▶ **Task to complete**:
Please lay out all the data below as a Markdown table with two columns, Row and Line, giving each line its row number and omitting blank lines.

╭─ Stored data

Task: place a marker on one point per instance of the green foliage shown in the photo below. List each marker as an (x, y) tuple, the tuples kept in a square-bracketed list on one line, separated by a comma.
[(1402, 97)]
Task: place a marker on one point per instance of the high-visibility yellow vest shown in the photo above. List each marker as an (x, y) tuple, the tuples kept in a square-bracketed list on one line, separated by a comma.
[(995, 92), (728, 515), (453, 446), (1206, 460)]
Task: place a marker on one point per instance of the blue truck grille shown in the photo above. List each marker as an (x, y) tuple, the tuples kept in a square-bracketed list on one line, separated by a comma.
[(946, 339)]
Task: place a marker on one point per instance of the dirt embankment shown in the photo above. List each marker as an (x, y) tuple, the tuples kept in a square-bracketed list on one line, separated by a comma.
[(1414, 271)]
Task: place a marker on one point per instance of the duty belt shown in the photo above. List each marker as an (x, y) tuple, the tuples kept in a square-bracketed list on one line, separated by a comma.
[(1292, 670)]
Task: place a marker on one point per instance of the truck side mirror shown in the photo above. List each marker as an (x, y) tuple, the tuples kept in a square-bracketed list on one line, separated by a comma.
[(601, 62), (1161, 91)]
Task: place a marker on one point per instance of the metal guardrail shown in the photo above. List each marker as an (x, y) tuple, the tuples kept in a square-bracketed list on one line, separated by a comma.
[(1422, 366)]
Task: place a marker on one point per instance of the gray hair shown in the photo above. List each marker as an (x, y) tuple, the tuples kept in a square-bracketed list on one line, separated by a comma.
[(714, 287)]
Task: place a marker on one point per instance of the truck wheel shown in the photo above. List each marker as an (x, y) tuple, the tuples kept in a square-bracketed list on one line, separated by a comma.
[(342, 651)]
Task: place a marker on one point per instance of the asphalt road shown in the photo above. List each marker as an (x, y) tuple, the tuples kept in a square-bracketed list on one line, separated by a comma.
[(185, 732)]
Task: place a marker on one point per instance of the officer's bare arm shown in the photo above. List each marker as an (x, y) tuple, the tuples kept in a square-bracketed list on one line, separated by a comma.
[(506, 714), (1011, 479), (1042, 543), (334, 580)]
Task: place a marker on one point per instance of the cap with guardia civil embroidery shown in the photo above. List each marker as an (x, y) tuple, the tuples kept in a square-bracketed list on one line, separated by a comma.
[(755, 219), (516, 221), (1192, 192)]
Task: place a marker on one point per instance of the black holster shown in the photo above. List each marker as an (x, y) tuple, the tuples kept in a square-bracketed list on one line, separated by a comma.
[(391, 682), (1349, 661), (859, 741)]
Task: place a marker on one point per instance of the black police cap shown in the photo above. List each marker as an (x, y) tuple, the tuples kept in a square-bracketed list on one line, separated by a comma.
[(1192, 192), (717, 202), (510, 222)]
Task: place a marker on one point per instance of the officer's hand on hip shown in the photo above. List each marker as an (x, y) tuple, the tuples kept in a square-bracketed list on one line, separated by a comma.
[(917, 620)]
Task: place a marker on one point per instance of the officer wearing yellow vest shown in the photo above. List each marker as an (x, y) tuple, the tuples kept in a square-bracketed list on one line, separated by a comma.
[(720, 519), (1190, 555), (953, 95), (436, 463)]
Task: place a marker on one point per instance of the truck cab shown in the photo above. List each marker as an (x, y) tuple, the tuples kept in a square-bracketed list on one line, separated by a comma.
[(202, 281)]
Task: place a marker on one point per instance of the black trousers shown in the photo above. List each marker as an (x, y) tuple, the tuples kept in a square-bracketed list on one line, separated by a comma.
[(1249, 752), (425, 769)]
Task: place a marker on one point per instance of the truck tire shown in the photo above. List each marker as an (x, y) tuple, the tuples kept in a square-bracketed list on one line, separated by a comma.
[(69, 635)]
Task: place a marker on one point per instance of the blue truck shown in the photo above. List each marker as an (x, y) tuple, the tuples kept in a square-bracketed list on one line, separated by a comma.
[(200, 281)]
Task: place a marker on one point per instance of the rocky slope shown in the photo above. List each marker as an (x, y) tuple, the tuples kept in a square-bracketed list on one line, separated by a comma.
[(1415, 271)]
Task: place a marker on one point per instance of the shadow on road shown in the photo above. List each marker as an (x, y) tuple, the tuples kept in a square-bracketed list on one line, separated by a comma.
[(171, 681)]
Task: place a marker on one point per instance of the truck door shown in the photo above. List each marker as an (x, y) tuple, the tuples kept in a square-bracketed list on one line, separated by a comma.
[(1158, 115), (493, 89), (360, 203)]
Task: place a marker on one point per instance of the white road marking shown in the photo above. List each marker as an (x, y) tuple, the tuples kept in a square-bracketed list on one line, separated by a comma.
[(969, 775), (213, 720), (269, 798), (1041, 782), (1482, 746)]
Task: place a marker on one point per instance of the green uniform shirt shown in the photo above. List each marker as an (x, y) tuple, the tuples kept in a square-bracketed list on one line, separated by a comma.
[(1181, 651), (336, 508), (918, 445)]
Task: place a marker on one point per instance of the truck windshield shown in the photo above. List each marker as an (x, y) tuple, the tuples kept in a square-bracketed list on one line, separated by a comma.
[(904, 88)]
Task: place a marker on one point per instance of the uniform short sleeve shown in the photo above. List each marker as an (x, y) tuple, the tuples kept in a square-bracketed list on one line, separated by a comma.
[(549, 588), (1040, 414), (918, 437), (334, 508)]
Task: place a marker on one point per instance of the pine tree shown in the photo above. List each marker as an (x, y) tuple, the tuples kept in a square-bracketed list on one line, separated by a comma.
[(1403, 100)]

╰─

▶ **Exercise solution**:
| Row | Line |
|---|---|
| 1 | Task: place a marker on one point per instance of the green foliage shown in the photo below. List each marker as an (x, y) tuple, the tuples kept in a square-bracketed list on one line, separated by a comma. |
| 2 | [(1402, 97)] |
| 3 | Task: place a marker on one point per instance of the high-visibility yellow vest shown in the photo above. List each marker as an (x, y) tuple, the tuples kept in a square-bracketed list on one line, separated by a comma. |
| 4 | [(995, 92), (728, 515), (453, 446), (1206, 460)] |
| 5 | Task: place a marker on one point per instance of the blue truck grille shown in the photo above. List each marker as an (x, y) tuple, the tuples kept in a square-bracketed list on one line, separated by a comma. |
| 6 | [(946, 339)] |
| 7 | Task: place a marker on one point per instance of the dirt embankment shown in the photo above. List each marker as an (x, y) tuple, the tuples kept in a square-bracketed list on one line, separated by a comma. |
| 8 | [(1414, 271)] |
| 9 | Task: place a marker on one point per instance of the duty belt shown in the photo above. List each marker as an (x, y) tuple, the tuples kept in a square-bracketed list on one line, separated by a comma. |
| 10 | [(1292, 670)] |
| 11 | Task: place a marker on one point per instance of the truck side mirror shown in the photo above. List each marker as an (x, y) tuple, the tuples kept in a square-bracketed list on one line, separated by a comma. |
| 12 | [(601, 62), (1161, 91)] |
| 13 | Task: place a marker on one point per instance of the metal guardrail shown in the photo above. List each marker as an (x, y) tuple, the tuples kept in a square-bracketed list on one line, separated by a comma. |
| 14 | [(1422, 366)] |
| 15 | Task: place a marker on one point per instance of the gray hair shown in the photo above. List each marker as an (x, y) tuple, the tuples kept in a square-bracketed list on one line, separated by a comma. |
| 16 | [(714, 287)] |
| 17 | Task: place a marker on one point per instance of the truck wheel shown in the photo above. List each marker as an (x, y) tuple, the tuples kept in a square-bracketed list on one line, separated by a comma. |
| 18 | [(342, 651)] |
| 19 | Task: place a marker on one point per instance of the asphalt road shown in the photo above. List each marker as an (x, y) tuple, the tuples kept in a square-bracketed list on one line, separated by a comma. |
| 20 | [(185, 732)] |
| 21 | Task: place a marker on one point per instance of the officer's bare arm shown in the photo above. List each marker as an (x, y) tuple, the tuples kept in a square-bracketed list on one line, separated by a comma. |
| 22 | [(506, 714), (1011, 479), (1042, 543), (334, 580)] |
| 23 | Task: place a marker on one point per instance of the cap with guardia civil embroidery shown in the photo above. List each marker as an (x, y) tuple, the tuples kept in a square-bracketed list on one line, separated by a comma. |
| 24 | [(755, 219), (516, 221), (1192, 192)] |
| 25 | Task: place a marker on one point per instance of the black holster shown in the photo above. List each marker as an (x, y) tuple, the tuples kept in a square-bracketed list on one line, separated by a comma. |
| 26 | [(391, 682), (1349, 661), (859, 741)] |
| 27 | Task: place a marker on one point per instance of the black police cap shown in the photo above. List each marker as an (x, y) tuple, the tuples kept in a square-bracketed list on one line, separated by a comma. |
| 28 | [(1192, 192), (717, 202), (510, 222)] |
| 29 | Task: place a marker on one point per instance of the officer's hand on hip shown in the photo above. List each marker as an (x, y) tuple, the tuples kept in a square-bracketed list on one line, separated by a comma. |
| 30 | [(917, 620)] |
| 31 | Task: place a marker on one point per instance of the officer wearing yellow vest shown in the photo above. List each marker as an (x, y) tuple, the tuples kept in a square-bracketed list on one line, separated by a comma. |
| 32 | [(720, 519), (1190, 555), (953, 95), (436, 463)] |
| 33 | Task: place a marker on one point per instance of the truck cab shown in the photo above. List each marker as an (x, y) tuple, the tuples kept in a square-bracketed list on one line, separated by a comma. |
| 34 | [(202, 281)] |
| 35 | Task: place a marker on one point per instance of the black trousers shown in the photo above. List each marker as an (x, y) tuple, the tuples kept in a square-bracketed list on one line, separated by a comma. |
| 36 | [(1249, 752), (425, 769)] |
| 37 | Task: place a marker on one point per instance of the truck tire shown in the photo above. List each marker as an (x, y) tuple, the tuples kept in a square-bracketed list on one line, separated by a comma. |
| 38 | [(69, 635)] |
| 39 | Task: place a marker on one point per instance of the blue truck shown in the photo above. List each marker as an (x, y) tuple, the tuples kept in a square-bracketed list on one line, separated by a comma. |
| 40 | [(200, 281)] |
| 41 | Task: place a marker on one point per instance of the rocky slope shown in the photo above. List each marker as an (x, y) tuple, the tuples kept in a square-bracketed list on one line, separated by a comma. |
| 42 | [(1415, 271)] |
| 43 | Task: place a marker on one point per instance of the shadow on road shown in the photo above. List each marker as an (x, y) tuple, the tuples kept in a square-bracketed list on one line, separated by a comma. |
| 44 | [(171, 681)] |
| 45 | Task: place a marker on one point per instance of the truck door shown in the photo above. List each marker as an (x, y) tuple, the tuples kept in a square-bracketed list on one line, separated by a comma. |
| 46 | [(1158, 115), (493, 89), (360, 203)] |
| 47 | Task: place a marker on one point per instance of the white road marking shown in the photo above. List each marker as an (x, y) tuple, the tuples kept in a square-bracketed list on one line, separated by a comma. |
| 48 | [(969, 775), (213, 720), (269, 798), (1041, 782), (1482, 746)] |
| 49 | Task: place a marker on one point per instance of the green uniform shirt shown in the photo above. List each marker as an (x, y) tuple, the tuples kept in a square-bracketed list on one line, separated by a comma. |
| 50 | [(1181, 651), (336, 508), (918, 445)] |
| 51 | Task: place a marker on one point per instance of the truck windshield shown in the photo above. List each marker as an (x, y) tuple, the tuples kept in a square-bracketed list on one line, separated by a comma. |
| 52 | [(904, 88)] |
| 53 | Task: place a marker on one point per instance of the uniform short sleeve shown in the photo above. List each marker as an (x, y) tuple, the tuples kept in a square-bracketed list on one line, separated by a comma. |
| 54 | [(549, 588), (1040, 414), (918, 437), (334, 508)] |
| 55 | Task: place a marker on one point per instance of the pine tree shown in the photo above. List each marker as an (x, y) tuple, the tuples kept in a square-bracketed list on one line, separated by a comma. |
| 56 | [(1403, 100)] |